- Required work
Could you rewrite the part of the records that opens with the line containing "Where can you find the black glove" and runs through the end of the records, putting "dark glove" in place of "black glove" and keeping everything else the same? Give only those lines.

- Data excerpts
>>>>

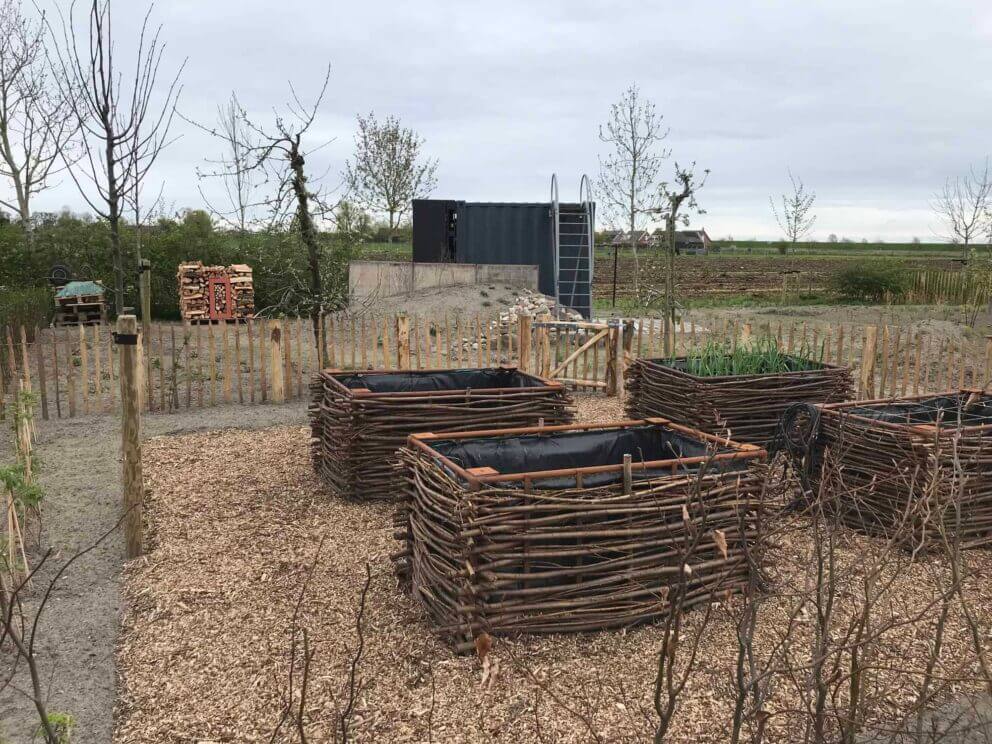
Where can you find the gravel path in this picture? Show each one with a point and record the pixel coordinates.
(78, 632)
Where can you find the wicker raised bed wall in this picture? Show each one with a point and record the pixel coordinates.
(547, 530)
(915, 469)
(360, 419)
(746, 408)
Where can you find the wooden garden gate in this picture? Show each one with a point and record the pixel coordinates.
(581, 354)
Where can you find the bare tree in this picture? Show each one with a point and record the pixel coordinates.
(388, 170)
(279, 152)
(241, 183)
(122, 128)
(678, 199)
(964, 206)
(36, 121)
(795, 219)
(628, 175)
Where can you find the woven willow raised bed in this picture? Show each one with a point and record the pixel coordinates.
(359, 419)
(746, 408)
(917, 469)
(546, 530)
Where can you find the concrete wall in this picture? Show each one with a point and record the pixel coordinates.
(389, 278)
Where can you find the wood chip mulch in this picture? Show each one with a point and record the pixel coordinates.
(235, 519)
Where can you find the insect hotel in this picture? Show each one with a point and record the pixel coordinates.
(745, 407)
(360, 419)
(215, 293)
(80, 303)
(916, 469)
(572, 528)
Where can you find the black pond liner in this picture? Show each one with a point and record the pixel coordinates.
(526, 453)
(439, 381)
(794, 364)
(947, 409)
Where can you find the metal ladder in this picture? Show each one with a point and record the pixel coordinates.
(572, 233)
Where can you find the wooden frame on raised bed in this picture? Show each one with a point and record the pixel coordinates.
(748, 406)
(923, 485)
(567, 549)
(356, 431)
(477, 479)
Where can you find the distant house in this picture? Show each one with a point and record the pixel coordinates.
(642, 239)
(692, 242)
(606, 237)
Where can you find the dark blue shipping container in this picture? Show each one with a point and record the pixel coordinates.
(492, 233)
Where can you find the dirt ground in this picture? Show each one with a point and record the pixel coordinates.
(78, 632)
(237, 519)
(706, 276)
(467, 300)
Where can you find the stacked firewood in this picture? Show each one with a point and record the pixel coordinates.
(914, 470)
(194, 296)
(242, 289)
(745, 408)
(504, 560)
(356, 432)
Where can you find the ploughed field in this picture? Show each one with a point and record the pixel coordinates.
(701, 276)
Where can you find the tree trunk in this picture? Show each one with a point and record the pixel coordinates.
(114, 218)
(308, 234)
(670, 286)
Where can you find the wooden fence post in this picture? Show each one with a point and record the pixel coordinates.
(127, 341)
(867, 388)
(613, 343)
(40, 359)
(276, 370)
(402, 342)
(624, 338)
(523, 321)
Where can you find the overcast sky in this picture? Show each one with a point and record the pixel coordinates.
(872, 103)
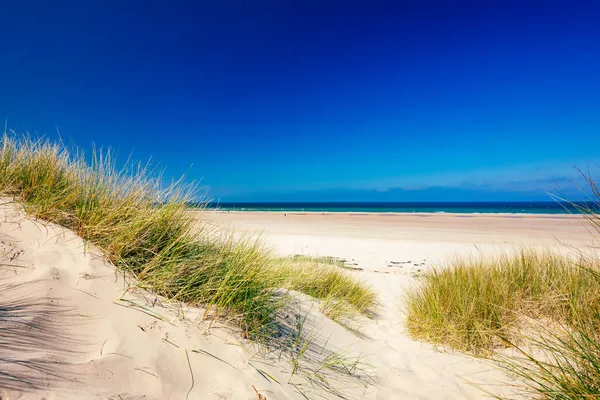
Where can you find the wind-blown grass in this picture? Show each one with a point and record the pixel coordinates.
(141, 225)
(478, 304)
(341, 295)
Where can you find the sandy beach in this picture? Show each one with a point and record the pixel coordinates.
(89, 333)
(390, 251)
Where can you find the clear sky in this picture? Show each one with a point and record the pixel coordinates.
(317, 100)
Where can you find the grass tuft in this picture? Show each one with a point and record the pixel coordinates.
(341, 295)
(143, 226)
(479, 304)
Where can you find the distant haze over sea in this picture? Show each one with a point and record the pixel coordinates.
(547, 207)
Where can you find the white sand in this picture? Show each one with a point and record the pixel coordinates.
(66, 334)
(407, 369)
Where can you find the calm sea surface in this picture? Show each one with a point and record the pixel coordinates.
(420, 207)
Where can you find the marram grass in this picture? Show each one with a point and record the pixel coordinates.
(341, 295)
(543, 306)
(142, 225)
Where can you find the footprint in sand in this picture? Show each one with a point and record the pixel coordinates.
(424, 372)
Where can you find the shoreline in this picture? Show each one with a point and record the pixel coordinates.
(391, 213)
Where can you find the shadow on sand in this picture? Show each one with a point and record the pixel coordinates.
(35, 344)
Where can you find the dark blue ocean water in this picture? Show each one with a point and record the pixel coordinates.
(419, 207)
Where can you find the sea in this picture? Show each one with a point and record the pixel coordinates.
(549, 207)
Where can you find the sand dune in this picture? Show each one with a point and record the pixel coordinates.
(66, 334)
(75, 328)
(390, 252)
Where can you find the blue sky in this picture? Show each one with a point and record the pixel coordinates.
(317, 100)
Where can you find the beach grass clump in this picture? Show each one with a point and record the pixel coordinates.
(479, 304)
(560, 361)
(142, 226)
(341, 295)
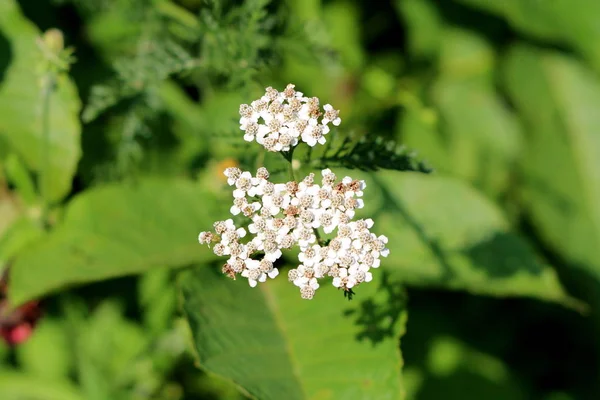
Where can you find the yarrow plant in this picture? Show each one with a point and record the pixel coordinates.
(281, 216)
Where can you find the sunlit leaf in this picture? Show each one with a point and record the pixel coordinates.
(22, 104)
(559, 99)
(275, 345)
(442, 233)
(118, 230)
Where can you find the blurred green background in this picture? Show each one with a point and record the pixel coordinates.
(118, 116)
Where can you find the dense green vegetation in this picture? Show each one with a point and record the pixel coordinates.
(475, 124)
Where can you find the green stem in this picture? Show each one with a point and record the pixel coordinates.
(289, 156)
(45, 153)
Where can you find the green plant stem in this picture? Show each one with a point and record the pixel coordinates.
(289, 156)
(45, 156)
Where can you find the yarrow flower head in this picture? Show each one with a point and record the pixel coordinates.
(280, 120)
(280, 216)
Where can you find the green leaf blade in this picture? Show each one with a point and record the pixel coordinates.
(558, 98)
(22, 101)
(117, 230)
(442, 233)
(275, 345)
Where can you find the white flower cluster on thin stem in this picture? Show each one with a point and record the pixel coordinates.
(279, 120)
(284, 215)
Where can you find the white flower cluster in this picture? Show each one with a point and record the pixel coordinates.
(279, 120)
(290, 214)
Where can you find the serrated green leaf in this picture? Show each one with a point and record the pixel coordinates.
(118, 230)
(442, 233)
(22, 101)
(275, 345)
(574, 22)
(559, 99)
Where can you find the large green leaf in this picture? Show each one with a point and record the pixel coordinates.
(275, 345)
(442, 233)
(118, 230)
(574, 22)
(22, 102)
(559, 99)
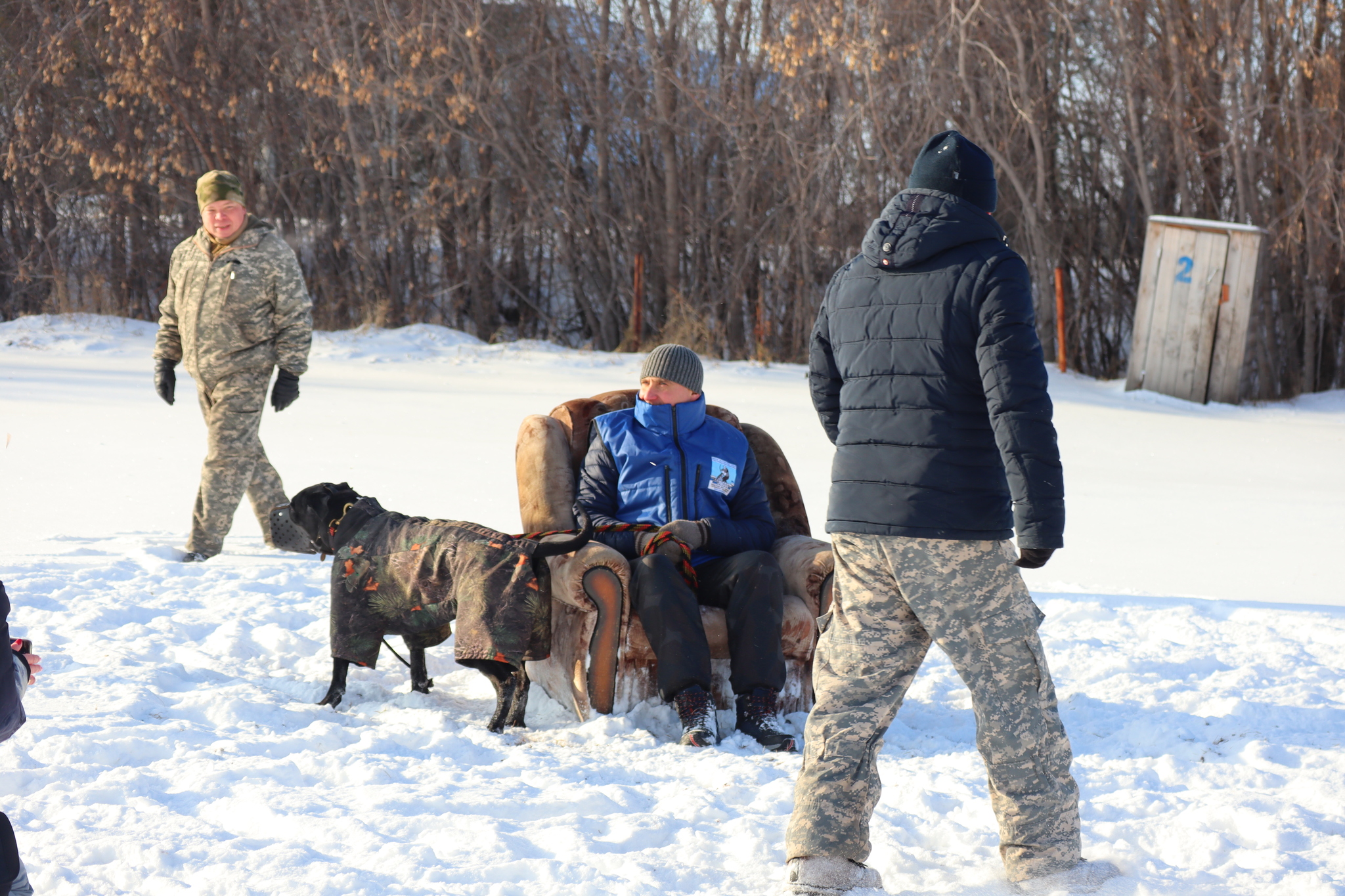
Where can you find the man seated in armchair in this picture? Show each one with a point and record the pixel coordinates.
(666, 463)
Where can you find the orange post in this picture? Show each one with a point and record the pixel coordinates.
(1060, 319)
(638, 303)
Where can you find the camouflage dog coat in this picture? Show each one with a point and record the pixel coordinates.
(412, 576)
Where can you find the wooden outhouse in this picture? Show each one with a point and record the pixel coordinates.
(1197, 286)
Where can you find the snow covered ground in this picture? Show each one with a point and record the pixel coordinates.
(173, 746)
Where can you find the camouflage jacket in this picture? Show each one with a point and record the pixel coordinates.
(410, 576)
(242, 310)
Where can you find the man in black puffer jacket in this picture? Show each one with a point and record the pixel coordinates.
(929, 378)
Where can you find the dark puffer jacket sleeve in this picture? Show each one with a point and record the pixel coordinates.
(825, 378)
(598, 495)
(1015, 381)
(11, 684)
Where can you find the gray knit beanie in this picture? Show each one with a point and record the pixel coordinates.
(677, 364)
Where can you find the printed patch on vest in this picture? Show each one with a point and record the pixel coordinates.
(724, 476)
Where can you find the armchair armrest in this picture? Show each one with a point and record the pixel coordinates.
(594, 581)
(807, 565)
(571, 570)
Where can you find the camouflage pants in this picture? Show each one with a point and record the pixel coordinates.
(892, 597)
(236, 463)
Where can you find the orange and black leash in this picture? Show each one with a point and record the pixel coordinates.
(684, 563)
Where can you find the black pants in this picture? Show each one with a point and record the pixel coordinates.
(749, 589)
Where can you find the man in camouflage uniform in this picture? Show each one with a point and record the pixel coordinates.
(929, 377)
(236, 308)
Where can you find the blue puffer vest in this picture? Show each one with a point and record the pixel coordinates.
(673, 461)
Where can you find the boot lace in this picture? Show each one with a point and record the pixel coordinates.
(693, 707)
(761, 711)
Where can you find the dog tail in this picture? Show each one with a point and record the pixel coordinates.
(556, 548)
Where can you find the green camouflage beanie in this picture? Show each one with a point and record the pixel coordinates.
(218, 184)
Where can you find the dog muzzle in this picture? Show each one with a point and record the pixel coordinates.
(287, 535)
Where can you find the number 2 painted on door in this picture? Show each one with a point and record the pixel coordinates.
(1184, 267)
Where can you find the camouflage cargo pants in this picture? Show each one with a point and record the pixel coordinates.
(236, 461)
(893, 595)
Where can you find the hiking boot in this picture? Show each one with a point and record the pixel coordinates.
(827, 876)
(695, 710)
(1084, 878)
(757, 719)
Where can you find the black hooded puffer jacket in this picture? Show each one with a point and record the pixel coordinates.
(929, 378)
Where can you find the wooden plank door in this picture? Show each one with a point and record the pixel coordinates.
(1235, 312)
(1141, 328)
(1189, 285)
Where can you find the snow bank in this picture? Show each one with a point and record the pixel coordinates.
(174, 746)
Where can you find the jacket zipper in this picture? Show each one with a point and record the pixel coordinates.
(682, 481)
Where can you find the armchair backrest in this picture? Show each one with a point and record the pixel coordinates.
(550, 452)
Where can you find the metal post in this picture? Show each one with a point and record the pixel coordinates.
(638, 303)
(1060, 319)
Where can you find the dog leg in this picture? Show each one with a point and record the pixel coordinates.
(505, 681)
(420, 677)
(518, 706)
(338, 689)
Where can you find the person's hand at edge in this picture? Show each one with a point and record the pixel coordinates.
(32, 660)
(286, 390)
(165, 381)
(1033, 558)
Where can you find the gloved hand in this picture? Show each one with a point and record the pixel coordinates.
(286, 390)
(1033, 558)
(165, 381)
(692, 532)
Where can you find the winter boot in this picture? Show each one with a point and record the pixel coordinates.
(695, 710)
(757, 719)
(827, 876)
(1084, 878)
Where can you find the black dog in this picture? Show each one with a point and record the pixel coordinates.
(412, 576)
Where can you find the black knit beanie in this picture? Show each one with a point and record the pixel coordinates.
(676, 364)
(954, 164)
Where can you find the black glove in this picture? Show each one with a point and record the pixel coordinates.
(165, 382)
(1033, 558)
(286, 390)
(692, 532)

<<<<

- Reply
Where can you find the dark glove in this picture? Show each one with a point and record the pixel coordinates.
(165, 382)
(1033, 558)
(286, 390)
(692, 532)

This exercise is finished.